▸ **BRIEF**:
From the data that follows, print exactly the lines starting at the one containing "Query: blue blanket" and ending at the one containing "Query: black facial stripe"; include both of them and nothing more.

▸ **RECORDS SHOWN**:
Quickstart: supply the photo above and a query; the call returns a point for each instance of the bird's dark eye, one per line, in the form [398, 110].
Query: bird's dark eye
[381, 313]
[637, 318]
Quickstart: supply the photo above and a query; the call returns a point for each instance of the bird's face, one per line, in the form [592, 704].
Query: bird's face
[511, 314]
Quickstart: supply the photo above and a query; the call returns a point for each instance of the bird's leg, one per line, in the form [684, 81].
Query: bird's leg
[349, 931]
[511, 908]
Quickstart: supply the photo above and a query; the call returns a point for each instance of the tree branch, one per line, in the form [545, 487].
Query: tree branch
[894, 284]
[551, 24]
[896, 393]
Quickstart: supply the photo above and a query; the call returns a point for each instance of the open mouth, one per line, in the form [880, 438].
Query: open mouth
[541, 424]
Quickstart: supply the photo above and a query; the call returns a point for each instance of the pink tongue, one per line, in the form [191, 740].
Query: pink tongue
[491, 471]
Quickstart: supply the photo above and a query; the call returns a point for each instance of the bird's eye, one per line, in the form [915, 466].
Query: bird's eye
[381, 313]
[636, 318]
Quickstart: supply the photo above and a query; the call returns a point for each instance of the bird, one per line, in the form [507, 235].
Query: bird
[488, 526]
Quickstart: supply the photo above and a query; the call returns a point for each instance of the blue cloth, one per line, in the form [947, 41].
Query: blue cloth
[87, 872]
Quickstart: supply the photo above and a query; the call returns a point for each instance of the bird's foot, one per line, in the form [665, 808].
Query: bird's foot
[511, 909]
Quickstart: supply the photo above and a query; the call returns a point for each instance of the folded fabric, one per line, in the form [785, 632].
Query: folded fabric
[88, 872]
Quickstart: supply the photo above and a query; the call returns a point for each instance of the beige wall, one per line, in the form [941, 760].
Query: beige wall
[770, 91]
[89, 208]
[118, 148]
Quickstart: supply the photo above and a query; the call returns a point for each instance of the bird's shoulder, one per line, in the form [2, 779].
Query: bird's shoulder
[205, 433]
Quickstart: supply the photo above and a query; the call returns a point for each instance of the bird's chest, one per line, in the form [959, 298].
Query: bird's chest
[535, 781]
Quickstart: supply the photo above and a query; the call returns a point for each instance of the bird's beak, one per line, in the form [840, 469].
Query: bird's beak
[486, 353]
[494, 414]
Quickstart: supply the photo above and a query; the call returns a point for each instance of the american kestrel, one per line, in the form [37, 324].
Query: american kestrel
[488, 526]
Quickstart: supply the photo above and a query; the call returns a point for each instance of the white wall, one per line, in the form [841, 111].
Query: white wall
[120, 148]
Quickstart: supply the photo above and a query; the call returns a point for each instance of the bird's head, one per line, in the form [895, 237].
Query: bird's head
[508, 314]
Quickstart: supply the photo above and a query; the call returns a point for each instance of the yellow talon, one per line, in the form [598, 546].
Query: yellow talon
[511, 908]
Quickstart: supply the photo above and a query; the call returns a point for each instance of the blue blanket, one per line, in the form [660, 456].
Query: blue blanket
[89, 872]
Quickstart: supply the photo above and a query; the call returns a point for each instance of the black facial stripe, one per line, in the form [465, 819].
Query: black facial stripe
* * *
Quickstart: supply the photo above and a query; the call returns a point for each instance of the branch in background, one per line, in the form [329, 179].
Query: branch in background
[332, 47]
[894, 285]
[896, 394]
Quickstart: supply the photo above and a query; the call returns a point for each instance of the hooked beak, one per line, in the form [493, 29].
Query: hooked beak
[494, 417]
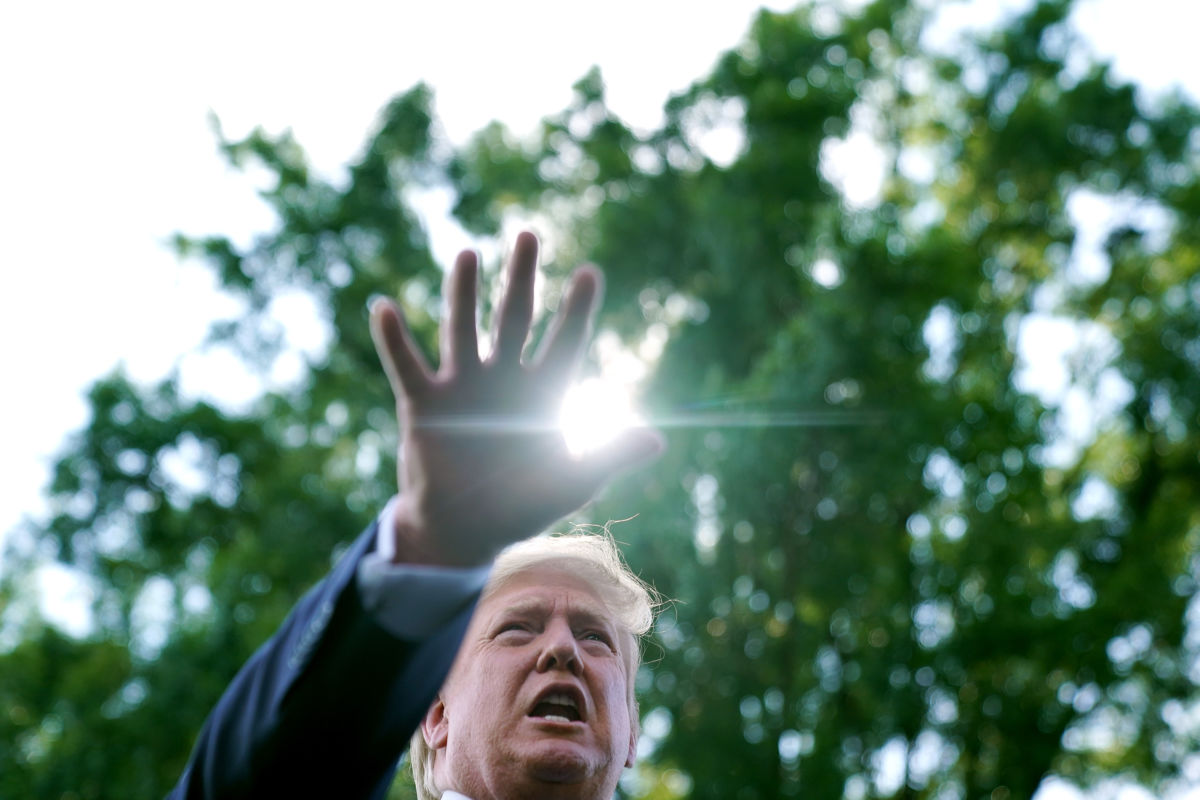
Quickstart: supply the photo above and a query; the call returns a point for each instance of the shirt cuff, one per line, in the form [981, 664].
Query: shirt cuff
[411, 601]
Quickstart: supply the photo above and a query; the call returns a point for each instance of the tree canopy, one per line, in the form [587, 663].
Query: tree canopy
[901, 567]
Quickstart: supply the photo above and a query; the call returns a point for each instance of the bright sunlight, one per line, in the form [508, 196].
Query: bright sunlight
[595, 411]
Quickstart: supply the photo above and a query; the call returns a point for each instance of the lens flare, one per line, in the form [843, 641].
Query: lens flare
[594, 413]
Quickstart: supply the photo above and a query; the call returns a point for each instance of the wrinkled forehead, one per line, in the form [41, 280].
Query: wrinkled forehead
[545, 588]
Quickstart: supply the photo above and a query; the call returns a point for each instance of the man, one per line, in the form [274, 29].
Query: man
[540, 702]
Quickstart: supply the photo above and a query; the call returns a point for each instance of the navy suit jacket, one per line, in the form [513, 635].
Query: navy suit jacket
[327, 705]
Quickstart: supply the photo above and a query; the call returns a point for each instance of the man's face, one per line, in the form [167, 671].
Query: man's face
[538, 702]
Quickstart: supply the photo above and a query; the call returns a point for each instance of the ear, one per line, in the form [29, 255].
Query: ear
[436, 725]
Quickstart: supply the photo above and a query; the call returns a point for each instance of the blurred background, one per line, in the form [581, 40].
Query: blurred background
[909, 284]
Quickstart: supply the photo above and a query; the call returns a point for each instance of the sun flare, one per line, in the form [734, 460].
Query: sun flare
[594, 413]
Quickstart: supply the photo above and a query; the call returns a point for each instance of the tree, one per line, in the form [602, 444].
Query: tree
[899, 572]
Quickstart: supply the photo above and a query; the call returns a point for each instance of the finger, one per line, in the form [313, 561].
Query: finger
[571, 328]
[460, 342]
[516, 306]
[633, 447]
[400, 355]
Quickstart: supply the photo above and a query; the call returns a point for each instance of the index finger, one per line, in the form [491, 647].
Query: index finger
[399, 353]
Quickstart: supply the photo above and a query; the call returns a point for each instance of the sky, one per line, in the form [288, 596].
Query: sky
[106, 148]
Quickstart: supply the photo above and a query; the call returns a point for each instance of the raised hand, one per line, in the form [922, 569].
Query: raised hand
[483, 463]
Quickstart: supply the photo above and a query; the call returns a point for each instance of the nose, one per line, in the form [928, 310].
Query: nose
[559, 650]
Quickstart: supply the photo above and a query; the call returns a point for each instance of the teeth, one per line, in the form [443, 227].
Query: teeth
---
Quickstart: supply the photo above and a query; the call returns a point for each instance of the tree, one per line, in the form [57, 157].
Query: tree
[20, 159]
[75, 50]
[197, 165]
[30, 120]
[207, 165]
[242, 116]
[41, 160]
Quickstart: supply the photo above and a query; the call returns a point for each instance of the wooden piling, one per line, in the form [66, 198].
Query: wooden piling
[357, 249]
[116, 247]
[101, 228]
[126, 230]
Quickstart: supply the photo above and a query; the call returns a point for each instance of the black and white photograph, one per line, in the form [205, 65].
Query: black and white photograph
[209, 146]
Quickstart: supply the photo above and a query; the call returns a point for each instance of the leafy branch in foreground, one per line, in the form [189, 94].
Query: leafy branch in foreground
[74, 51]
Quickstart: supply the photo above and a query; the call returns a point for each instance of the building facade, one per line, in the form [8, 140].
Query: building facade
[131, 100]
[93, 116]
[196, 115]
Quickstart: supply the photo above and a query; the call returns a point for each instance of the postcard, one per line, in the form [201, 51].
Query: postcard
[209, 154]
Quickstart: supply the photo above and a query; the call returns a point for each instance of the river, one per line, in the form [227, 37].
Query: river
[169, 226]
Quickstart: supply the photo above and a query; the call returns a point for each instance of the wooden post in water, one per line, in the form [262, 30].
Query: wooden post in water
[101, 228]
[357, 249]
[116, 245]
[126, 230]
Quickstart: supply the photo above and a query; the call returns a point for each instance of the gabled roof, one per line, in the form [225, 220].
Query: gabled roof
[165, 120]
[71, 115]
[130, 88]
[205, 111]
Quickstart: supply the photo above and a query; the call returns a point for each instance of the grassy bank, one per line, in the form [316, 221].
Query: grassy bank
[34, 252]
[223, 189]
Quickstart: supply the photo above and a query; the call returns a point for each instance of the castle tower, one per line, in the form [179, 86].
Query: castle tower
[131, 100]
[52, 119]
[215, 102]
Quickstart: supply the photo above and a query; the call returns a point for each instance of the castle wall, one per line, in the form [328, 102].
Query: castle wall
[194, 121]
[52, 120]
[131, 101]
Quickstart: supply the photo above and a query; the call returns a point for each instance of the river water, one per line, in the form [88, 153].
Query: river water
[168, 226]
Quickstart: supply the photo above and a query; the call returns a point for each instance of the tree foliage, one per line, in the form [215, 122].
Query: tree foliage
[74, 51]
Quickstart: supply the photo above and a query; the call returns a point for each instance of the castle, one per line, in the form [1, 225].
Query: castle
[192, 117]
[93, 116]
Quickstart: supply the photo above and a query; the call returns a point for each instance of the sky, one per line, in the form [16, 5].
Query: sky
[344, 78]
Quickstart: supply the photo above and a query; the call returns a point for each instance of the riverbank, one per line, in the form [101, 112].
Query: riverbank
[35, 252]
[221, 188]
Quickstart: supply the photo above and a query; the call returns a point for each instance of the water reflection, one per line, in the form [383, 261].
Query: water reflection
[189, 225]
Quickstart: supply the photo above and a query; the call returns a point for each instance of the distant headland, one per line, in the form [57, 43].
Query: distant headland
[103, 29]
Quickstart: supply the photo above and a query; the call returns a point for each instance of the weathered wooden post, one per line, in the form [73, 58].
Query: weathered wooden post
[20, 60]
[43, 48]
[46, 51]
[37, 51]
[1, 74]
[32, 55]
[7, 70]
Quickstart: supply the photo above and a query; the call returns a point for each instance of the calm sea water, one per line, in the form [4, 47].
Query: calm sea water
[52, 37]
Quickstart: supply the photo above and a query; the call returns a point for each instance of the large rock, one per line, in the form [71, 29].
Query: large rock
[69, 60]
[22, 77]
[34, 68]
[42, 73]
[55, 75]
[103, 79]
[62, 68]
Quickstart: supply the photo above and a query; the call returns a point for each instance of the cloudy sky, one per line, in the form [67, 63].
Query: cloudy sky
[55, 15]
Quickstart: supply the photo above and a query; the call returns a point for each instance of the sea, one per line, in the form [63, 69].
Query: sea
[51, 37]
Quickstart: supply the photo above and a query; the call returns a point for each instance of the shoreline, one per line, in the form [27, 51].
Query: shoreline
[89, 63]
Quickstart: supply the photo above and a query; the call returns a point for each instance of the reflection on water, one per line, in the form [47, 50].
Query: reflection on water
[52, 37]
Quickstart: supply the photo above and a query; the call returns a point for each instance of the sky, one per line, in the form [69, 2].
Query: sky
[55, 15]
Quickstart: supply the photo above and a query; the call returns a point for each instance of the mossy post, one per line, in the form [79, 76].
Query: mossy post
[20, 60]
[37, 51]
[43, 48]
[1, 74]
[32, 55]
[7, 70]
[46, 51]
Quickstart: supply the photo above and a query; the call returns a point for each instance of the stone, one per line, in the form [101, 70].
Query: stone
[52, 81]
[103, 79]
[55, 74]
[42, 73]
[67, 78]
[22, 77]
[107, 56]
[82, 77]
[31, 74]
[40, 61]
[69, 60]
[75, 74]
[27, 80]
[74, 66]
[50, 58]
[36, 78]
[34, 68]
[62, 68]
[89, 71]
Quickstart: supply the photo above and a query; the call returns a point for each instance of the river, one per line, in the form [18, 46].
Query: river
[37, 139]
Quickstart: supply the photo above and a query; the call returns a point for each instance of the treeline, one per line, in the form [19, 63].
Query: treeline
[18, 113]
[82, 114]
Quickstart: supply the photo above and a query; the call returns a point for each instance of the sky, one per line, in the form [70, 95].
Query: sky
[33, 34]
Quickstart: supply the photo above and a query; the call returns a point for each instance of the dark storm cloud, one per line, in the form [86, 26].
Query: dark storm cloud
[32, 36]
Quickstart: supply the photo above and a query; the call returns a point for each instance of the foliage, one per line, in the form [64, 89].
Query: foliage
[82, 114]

▸ **SOLUTION**:
Query: blue blanket
[89, 872]
Quickstart: supply the photo above and a query; the call returns a point for each instance of the black facial stripe, one per line, in the form [465, 819].
Query: black facial stripe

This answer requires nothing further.